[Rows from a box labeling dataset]
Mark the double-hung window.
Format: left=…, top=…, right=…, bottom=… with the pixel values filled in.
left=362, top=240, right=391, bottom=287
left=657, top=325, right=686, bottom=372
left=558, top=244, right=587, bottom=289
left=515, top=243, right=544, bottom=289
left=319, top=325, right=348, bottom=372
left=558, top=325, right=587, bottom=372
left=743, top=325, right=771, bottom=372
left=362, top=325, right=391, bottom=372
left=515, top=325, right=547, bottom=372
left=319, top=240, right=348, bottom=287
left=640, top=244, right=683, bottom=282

→ **Exercise details**
Quote every one of the records above word for word.

→ **Full answer**
Mark the double-hung window.
Format: left=…, top=…, right=…, bottom=… with the pixel values filled in.
left=362, top=240, right=391, bottom=287
left=657, top=325, right=686, bottom=372
left=558, top=244, right=587, bottom=289
left=515, top=243, right=544, bottom=289
left=319, top=325, right=348, bottom=372
left=558, top=325, right=587, bottom=372
left=743, top=325, right=771, bottom=372
left=362, top=325, right=391, bottom=372
left=515, top=325, right=547, bottom=372
left=319, top=240, right=348, bottom=287
left=640, top=244, right=683, bottom=282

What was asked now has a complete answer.